---- Fragmento para leer

1. ¿Por qué se interesó inicialmente en la filosofía del derecho?

Llegué a la filosofía del derecho cuando descubrí que los problemas de la filosofía política que yo más quería explorar requerían de una mejor comprensión de la naturaleza del derecho.

Mis intereses filosóficos se desarrollaron gradualmente. El tema no era enseñado en la escuela secundaria, aunque yo tenía un dedicado profesor de historia que me puso varios libros en mi camino, entre ellos Lenguaje, verdad y lógica de Ayer. Fue el primer libro de filosofía que leí. Aunque había partes que me parecían oscuras y poco atractivas, admiraba su crudeza y su brío. Probablemente, él me inoculó en contra de las tonterías que un novato eventualmente encontrará en los estantes de “filosofía” de una librería o de una biblioteca pública. Como estudiante de pregrado, estudié política, así como filosofía, pero eran temas paralelos, porque mi trabajo en política en aquella época era fundamentalmente institucional y empírico. Mi primer ensayo como estudiante de filosofía política fue sobre la pregunta de si Rousseau era un totalitario o era liberal. No puedo recordar lo que argumenté —espero que haya tenido el buen sentido de resistir las alternativas—. Un poco después, leí En defensa del anarquismo de Robert Paul Wolff, que tuvo un efecto muy inquietante: sus conclusiones me parecieron tanto irresistibles como inaceptables, sus argumentos me preocuparon por mucho tiempo.

Mi interés cada vez más se fue dirigiendo a esos temas, y, cuando me gradué, solicité el ingreso a instituciones de posgrado donde pudiera dedicarme más a ellos, y también a escuelas de derecho, en caso de que necesitara un trabajo. Cuando me ofrecieron una beca para ir a Oxford, la decisión fue fácil.

Dejé Canadá por Inglaterra antes del primer referéndum sobre la independencia de Quebec y del periodo de intenso debate sobre la reforma constitucional que le siguió. Incluso desde la distancia era imposible no verse atrapado por todo esto, lo que incluía las preguntas de si Canadá debía tener una carta de derechos atrincherada y, si era así, cuáles derechos deberían estar en ella (al final, Canadá adoptó una solución que concordaba con mi propia ambivalencia: una carta de derechos atrincherada supervisada por las cortes, pero sujeta a derogación temporal por el Poder Legislativo). Estos asuntos estaban mucho en mi mente, aunque todavía no escribía sobre ellos. En esta etapa, mi formación intelectual estaba más influida por los filósofos a mi alrededor que por mi reacción a los eventos políticos. Hart, Honoré, Raz, Dworkin y Finnis estaban activos en la filosofía del derecho, al igual que Taylor, Sen, Parfit, Mackie y MacDowell en la filosofía moral y política. Era una comunidad extraordinaria de académicos.

--------

▶ **Ejercicio propuesto 1**:
Transcribe tal cual la porción del listado que empieza en su primera línea y termina en la línea que contiene "[600,13,640,40]", con ambos extremos incluidos.
El fragmento sobre la filosofía del derecho y el listado son materiales independientes entre sí.

---- Extractos de datos

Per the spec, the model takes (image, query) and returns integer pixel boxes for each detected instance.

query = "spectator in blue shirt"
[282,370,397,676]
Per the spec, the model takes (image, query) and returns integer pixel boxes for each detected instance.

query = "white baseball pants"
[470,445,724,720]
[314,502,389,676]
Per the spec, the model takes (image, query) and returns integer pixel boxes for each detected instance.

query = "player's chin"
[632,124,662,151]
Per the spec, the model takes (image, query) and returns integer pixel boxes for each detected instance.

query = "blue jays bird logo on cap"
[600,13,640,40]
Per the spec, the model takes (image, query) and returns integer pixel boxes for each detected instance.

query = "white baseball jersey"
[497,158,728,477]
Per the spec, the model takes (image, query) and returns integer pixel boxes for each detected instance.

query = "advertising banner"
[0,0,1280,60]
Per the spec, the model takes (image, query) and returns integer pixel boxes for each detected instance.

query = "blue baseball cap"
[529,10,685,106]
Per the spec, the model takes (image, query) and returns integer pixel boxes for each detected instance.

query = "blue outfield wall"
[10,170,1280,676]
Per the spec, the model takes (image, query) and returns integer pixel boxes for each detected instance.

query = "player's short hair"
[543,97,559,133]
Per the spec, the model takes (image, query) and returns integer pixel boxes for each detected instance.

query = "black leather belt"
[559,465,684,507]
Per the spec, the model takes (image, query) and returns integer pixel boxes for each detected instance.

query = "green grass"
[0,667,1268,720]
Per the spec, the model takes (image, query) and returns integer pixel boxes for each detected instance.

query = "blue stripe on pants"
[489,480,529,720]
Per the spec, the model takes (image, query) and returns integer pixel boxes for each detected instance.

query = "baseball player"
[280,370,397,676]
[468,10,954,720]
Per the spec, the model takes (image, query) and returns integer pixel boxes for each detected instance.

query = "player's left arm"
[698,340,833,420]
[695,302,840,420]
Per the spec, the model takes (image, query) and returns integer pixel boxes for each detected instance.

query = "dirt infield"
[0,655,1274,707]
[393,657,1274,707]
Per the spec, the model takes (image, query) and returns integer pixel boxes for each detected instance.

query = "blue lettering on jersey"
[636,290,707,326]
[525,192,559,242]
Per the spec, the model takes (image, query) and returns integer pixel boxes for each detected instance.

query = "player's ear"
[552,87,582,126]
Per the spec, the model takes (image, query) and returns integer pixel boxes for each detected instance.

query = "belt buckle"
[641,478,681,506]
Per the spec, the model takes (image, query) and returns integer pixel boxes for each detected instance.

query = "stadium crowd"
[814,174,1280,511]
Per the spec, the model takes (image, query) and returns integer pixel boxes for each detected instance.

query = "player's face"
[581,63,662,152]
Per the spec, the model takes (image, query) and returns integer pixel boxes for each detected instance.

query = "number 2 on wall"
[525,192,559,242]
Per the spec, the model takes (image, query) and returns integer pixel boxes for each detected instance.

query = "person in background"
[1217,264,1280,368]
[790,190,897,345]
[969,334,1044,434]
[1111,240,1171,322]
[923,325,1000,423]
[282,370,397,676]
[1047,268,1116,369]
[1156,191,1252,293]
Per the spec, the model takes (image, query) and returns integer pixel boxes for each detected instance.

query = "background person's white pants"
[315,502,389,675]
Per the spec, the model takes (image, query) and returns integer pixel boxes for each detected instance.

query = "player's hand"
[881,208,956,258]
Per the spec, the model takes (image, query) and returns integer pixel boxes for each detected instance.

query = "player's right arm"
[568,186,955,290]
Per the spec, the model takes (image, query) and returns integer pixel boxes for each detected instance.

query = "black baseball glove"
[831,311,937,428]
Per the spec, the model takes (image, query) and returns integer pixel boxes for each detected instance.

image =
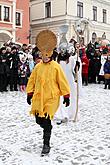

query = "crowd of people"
[0,39,110,92]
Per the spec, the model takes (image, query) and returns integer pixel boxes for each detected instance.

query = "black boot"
[104,79,108,89]
[41,127,51,156]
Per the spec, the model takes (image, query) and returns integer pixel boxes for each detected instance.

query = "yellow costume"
[26,61,70,119]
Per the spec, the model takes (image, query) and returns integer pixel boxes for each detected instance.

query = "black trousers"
[0,74,7,91]
[35,115,52,146]
[35,115,52,132]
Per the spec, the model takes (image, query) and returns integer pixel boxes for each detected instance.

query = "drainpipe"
[65,0,68,15]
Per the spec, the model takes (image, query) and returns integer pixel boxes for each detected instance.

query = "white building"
[30,0,110,44]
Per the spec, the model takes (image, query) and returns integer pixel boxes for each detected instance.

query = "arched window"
[92,32,97,43]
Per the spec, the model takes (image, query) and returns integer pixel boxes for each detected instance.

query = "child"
[104,56,110,89]
[18,57,29,92]
[27,30,70,156]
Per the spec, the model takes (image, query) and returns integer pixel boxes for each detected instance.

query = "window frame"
[93,6,97,21]
[102,9,107,23]
[77,1,83,18]
[3,5,11,22]
[15,11,22,27]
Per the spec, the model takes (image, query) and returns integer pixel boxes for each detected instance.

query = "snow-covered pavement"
[0,84,110,165]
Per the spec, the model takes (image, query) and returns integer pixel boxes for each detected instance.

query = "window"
[16,12,21,26]
[103,9,107,23]
[77,2,83,18]
[4,6,10,21]
[92,32,97,43]
[0,6,2,20]
[93,6,97,21]
[45,2,51,18]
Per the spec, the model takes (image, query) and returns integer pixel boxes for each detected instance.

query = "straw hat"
[36,30,57,57]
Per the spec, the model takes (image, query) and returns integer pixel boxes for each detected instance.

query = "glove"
[74,61,80,73]
[63,96,70,107]
[27,94,33,105]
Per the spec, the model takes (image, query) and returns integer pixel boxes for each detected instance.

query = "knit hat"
[36,30,57,57]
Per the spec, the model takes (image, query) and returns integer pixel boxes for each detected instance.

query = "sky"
[0,84,110,165]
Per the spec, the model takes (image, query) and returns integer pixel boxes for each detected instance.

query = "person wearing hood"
[26,30,70,156]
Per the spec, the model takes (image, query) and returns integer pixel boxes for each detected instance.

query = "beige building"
[30,0,110,44]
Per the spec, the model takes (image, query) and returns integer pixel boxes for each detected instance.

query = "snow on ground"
[0,84,110,165]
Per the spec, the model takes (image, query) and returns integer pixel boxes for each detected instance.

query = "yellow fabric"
[26,61,70,119]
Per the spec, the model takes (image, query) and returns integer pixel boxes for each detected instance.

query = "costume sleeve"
[26,68,36,94]
[57,65,70,96]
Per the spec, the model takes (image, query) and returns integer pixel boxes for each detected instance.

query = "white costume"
[55,55,82,120]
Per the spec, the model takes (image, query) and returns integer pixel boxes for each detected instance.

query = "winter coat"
[104,61,110,79]
[81,56,89,74]
[26,61,70,119]
[0,54,9,75]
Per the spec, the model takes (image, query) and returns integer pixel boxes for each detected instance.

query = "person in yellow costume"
[26,30,70,156]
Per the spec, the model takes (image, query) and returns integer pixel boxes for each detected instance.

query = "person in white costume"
[55,43,82,124]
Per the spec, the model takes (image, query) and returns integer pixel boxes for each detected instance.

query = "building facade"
[0,0,30,45]
[30,0,110,44]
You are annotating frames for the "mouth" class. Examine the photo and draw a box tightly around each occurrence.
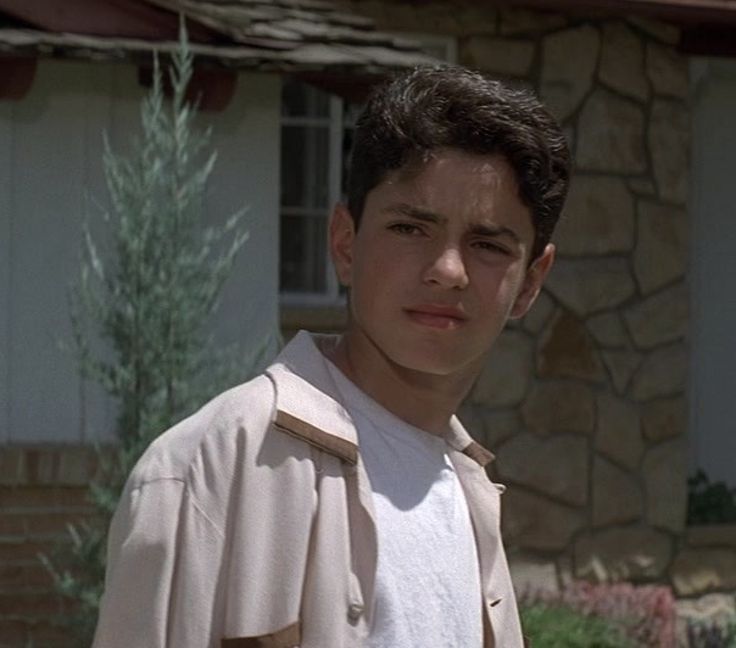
[405,304,468,330]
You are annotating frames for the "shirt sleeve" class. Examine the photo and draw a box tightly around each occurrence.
[92,479,185,648]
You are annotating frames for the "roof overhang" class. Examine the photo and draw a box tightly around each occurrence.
[0,0,432,76]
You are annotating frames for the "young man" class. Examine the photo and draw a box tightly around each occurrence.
[94,67,569,648]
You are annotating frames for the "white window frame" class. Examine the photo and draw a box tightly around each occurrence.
[279,32,458,307]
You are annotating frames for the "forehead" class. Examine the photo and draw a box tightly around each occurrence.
[367,149,533,229]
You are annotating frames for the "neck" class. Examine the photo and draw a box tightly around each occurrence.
[329,331,477,435]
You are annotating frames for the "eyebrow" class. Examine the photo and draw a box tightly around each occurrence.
[383,203,521,244]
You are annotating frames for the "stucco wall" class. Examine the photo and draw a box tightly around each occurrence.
[690,59,736,487]
[0,61,280,444]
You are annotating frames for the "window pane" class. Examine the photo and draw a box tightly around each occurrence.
[280,214,327,293]
[281,126,330,209]
[281,81,330,117]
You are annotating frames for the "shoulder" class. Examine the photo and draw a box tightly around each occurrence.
[129,374,275,488]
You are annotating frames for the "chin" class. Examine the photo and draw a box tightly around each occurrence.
[389,346,478,376]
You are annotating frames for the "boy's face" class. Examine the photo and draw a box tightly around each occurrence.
[330,149,554,376]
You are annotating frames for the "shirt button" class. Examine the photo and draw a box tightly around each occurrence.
[348,603,363,622]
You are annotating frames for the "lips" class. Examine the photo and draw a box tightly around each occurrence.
[405,304,468,329]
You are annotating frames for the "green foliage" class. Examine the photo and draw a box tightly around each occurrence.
[520,603,634,648]
[687,470,736,524]
[42,25,271,645]
[687,620,736,648]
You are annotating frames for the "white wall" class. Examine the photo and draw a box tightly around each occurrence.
[0,61,280,443]
[690,59,736,486]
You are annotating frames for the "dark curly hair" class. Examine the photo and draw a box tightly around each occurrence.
[347,65,570,259]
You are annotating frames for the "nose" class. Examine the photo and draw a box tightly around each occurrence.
[424,246,468,289]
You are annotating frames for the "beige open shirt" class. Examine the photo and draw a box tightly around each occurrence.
[93,333,523,648]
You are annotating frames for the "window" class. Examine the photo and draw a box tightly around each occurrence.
[279,34,456,305]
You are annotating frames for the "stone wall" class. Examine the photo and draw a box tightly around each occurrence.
[345,0,690,586]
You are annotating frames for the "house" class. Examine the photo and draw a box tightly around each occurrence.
[0,0,736,645]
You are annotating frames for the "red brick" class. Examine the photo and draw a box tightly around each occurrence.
[0,535,71,564]
[0,588,66,620]
[0,559,53,590]
[0,486,92,513]
[30,623,79,648]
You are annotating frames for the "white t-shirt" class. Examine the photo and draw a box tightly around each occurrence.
[328,363,483,648]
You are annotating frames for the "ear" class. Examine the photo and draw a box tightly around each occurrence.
[509,243,555,319]
[330,203,355,286]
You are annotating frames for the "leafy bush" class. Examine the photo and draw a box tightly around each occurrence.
[687,470,736,524]
[687,621,736,648]
[522,581,676,648]
[520,603,636,648]
[41,22,271,646]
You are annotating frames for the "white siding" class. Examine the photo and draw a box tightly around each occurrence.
[0,102,13,443]
[0,61,280,443]
[690,60,736,486]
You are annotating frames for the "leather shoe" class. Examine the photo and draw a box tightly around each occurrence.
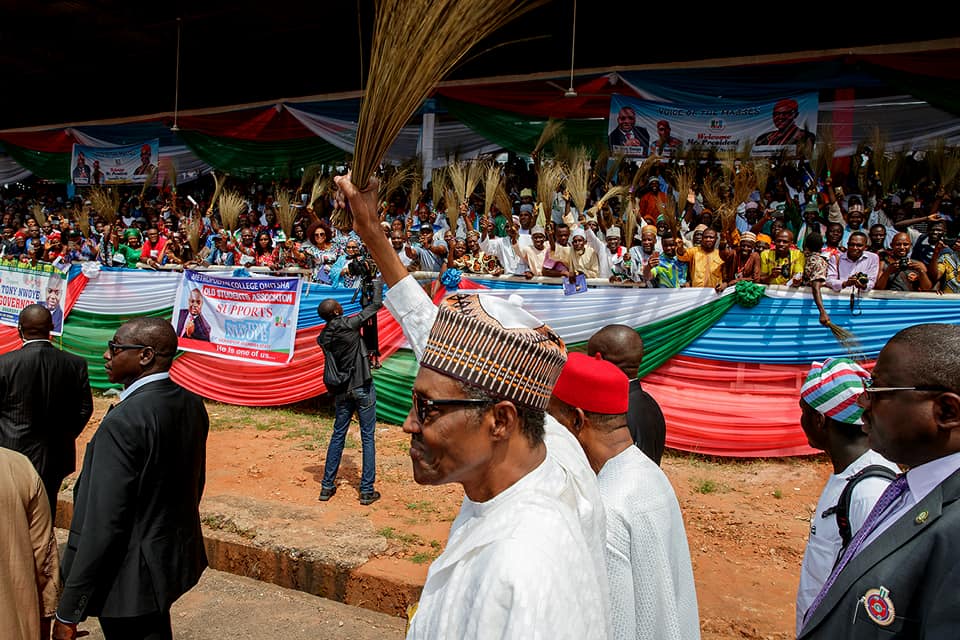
[360,491,380,506]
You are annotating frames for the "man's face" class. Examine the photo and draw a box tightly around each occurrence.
[403,367,493,487]
[187,289,203,316]
[660,238,677,258]
[773,231,790,258]
[857,343,949,466]
[700,229,717,252]
[103,327,142,385]
[927,222,947,245]
[640,231,657,253]
[847,210,864,229]
[890,233,910,258]
[827,224,843,247]
[773,105,797,129]
[847,236,867,260]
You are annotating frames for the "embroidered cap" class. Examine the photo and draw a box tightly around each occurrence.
[800,358,870,424]
[420,294,567,409]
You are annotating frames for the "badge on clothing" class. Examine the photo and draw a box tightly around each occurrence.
[863,585,896,627]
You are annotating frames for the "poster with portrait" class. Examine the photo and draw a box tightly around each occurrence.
[172,269,300,364]
[607,93,819,158]
[70,138,160,187]
[0,260,67,336]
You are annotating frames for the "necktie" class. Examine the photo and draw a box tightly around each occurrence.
[803,474,907,624]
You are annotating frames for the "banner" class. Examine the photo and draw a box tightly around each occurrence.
[172,270,300,364]
[607,93,818,158]
[0,260,67,336]
[70,138,160,187]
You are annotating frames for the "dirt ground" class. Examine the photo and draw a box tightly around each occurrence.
[68,398,830,640]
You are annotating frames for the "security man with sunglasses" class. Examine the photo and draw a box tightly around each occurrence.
[53,318,209,640]
[797,324,960,640]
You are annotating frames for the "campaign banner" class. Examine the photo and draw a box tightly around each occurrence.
[70,138,160,187]
[607,92,819,158]
[172,269,300,364]
[0,260,67,336]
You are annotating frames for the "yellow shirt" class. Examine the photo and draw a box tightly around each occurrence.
[677,247,724,289]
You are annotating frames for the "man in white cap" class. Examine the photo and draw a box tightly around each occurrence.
[337,178,609,638]
[797,358,899,633]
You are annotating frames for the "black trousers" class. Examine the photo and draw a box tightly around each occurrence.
[100,611,173,640]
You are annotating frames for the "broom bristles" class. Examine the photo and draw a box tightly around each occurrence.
[352,0,543,194]
[273,189,297,238]
[218,191,247,234]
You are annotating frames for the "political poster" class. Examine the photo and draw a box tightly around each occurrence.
[172,269,300,364]
[607,93,818,158]
[70,138,160,187]
[0,260,67,336]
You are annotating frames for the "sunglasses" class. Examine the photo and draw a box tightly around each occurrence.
[413,392,492,424]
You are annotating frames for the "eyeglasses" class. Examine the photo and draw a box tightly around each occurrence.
[107,340,149,356]
[863,379,949,394]
[413,392,492,424]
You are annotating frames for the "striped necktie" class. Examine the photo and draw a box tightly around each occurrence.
[803,473,907,624]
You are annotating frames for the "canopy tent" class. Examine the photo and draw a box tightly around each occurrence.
[0,41,960,182]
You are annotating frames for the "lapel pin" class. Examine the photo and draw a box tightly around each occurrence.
[863,585,896,627]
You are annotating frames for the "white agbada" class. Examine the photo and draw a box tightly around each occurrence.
[597,446,700,640]
[407,456,607,640]
[796,449,900,635]
[384,276,609,636]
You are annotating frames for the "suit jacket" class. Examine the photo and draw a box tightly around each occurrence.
[57,379,209,622]
[798,471,960,640]
[177,309,210,342]
[627,379,667,465]
[0,341,93,489]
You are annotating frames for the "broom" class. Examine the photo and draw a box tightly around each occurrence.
[273,189,297,238]
[352,0,544,209]
[207,171,227,220]
[219,191,247,235]
[90,187,120,225]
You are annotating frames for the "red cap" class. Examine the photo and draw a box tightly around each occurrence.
[553,353,630,415]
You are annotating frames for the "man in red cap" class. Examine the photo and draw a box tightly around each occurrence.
[547,353,700,640]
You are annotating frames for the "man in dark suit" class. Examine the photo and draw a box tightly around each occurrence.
[798,324,960,640]
[53,318,209,640]
[587,324,667,465]
[177,289,210,342]
[610,107,650,156]
[0,304,93,514]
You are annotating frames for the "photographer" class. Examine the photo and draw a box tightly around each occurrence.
[338,240,380,369]
[876,232,933,291]
[827,231,880,291]
[317,280,383,505]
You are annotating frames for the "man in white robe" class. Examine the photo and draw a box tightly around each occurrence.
[549,353,700,640]
[339,174,608,638]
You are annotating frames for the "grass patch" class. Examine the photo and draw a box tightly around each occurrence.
[693,478,730,495]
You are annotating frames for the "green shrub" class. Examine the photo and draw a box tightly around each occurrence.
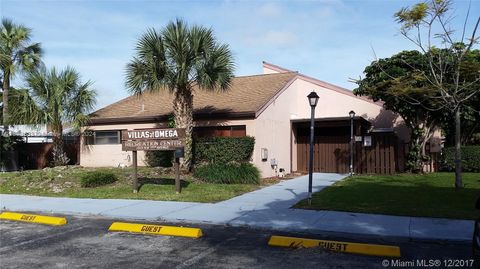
[194,163,260,184]
[80,171,117,188]
[193,136,255,164]
[440,146,480,172]
[145,151,173,167]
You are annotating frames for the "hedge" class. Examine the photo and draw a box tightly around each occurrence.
[193,163,260,184]
[440,146,480,172]
[193,136,255,164]
[145,151,173,167]
[80,171,117,188]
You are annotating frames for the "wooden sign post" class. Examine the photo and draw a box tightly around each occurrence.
[122,128,185,193]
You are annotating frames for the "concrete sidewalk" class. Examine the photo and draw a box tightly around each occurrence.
[0,173,474,241]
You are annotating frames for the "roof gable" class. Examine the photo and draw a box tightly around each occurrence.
[91,72,297,123]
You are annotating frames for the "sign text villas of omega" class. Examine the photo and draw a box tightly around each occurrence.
[122,128,185,151]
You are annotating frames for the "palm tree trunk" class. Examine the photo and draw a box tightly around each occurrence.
[173,88,193,171]
[2,71,10,134]
[53,124,69,166]
[455,107,463,189]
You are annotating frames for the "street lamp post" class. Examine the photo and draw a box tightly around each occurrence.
[348,110,355,176]
[307,92,320,205]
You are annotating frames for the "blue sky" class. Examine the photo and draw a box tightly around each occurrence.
[0,0,480,108]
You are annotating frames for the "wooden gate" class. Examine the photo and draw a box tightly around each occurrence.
[297,133,402,174]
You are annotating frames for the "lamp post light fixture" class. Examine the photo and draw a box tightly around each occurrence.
[348,110,355,176]
[307,92,320,205]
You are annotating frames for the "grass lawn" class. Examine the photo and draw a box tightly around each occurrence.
[295,173,480,220]
[0,167,278,202]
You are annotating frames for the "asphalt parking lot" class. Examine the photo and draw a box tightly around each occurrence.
[0,216,471,268]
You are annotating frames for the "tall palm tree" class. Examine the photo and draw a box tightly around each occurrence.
[11,67,96,166]
[0,19,42,132]
[126,19,234,170]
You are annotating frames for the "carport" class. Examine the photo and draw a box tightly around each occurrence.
[292,116,398,174]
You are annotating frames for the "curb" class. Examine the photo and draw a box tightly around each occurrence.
[268,235,400,258]
[0,212,67,226]
[108,222,203,238]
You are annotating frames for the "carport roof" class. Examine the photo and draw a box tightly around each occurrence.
[90,72,298,125]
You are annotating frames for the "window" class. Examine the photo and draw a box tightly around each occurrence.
[93,131,120,145]
[193,125,247,137]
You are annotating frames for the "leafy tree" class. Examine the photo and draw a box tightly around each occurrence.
[354,51,441,172]
[11,67,96,166]
[0,19,42,133]
[126,19,234,170]
[441,50,480,146]
[395,0,480,188]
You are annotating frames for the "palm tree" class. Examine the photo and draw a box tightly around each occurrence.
[0,19,42,132]
[126,19,234,170]
[11,67,96,166]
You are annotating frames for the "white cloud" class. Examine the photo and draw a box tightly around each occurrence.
[258,2,282,18]
[245,30,299,48]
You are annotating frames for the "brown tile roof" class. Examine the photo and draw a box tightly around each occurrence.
[91,72,297,123]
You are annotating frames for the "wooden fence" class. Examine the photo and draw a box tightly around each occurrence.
[297,133,440,174]
[17,142,80,169]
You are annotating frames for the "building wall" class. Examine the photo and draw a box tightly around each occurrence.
[253,77,404,177]
[80,120,254,167]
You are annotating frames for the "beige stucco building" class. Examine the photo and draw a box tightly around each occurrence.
[80,62,408,177]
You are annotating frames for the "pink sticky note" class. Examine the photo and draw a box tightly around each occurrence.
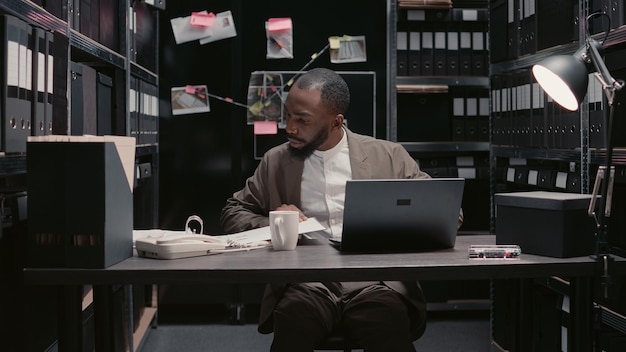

--------

▶ **Ejercicio propuesto 2**:
Prolonga el fragmento sobre la filosofía del derecho a partir de su última oración.

▶ **Respuesta del ejercicio 1**:
Per the spec, the model takes (image, query) and returns integer pixel boxes for each detected instance.

query = "spectator in blue shirt"
[282,370,397,676]
Per the spec, the model takes (image, query) and returns integer pixel boxes for each detected instance.

query = "white baseball pants"
[470,445,724,720]
[314,502,389,676]
Per the spec, the model takes (image, query) and returns integer pixel boxes for each detected instance.

query = "player's chin"
[632,124,662,151]
Per the spec, the model takes (image, query) and returns integer pixel boxes for each detected instance.

query = "blue jays bird logo on cap"
[600,13,640,40]

▶ **Respuesta del ejercicio 2**:
Fui muy afortunado con mis primeros profesores, especialmente con Jonathan Glove, Joseph Raz y Charles Taylor, quienes no habrían podido ser mejores, o menos parecidos filosóficamente. Estudié filosofía del derecho, en primer lugar, con Raz en 1980. Recuerdo muchas de esas primeras tutorías. Una fue acerca de la individuación de las normas”; la pregunta, como Bentham la formuló, de qué constituye una norma completa. Ésta era una cuestión en la que Raz había puesto un esfuerzo prodigioso; sin embargo, por mis lecturas, sabía que otros, incluyendo Dworkin, se burlaban de toda la idea de la individuación de las normas —¿qué estábamos tratando de hacer, contarlas?— A algunos, la idea les parecía una ociosa pieza de metafísica (es interesante, por tanto, leer en La justicia con toga que Dworkin ahora ha logrado individuar incluso conceptos de derecho y ha contado cuatro de ellos). Me esforcé por entender el significado del problema y decir algo útil al respecto. Lo único que se me ocurrió fue una desatinada analogía con la idea de Chomsky de una estructura profunda en el lenguaje, exhibiendo así mi ignorancia en dos temas. Raz demolió mi analogía —tranquila, pero rotundamente— en pocos minutos. Mis largas noches de trabajo habían producido algo más que un metafórico replanteamiento del problema. Fue una experiencia educativa y una lección de humildad.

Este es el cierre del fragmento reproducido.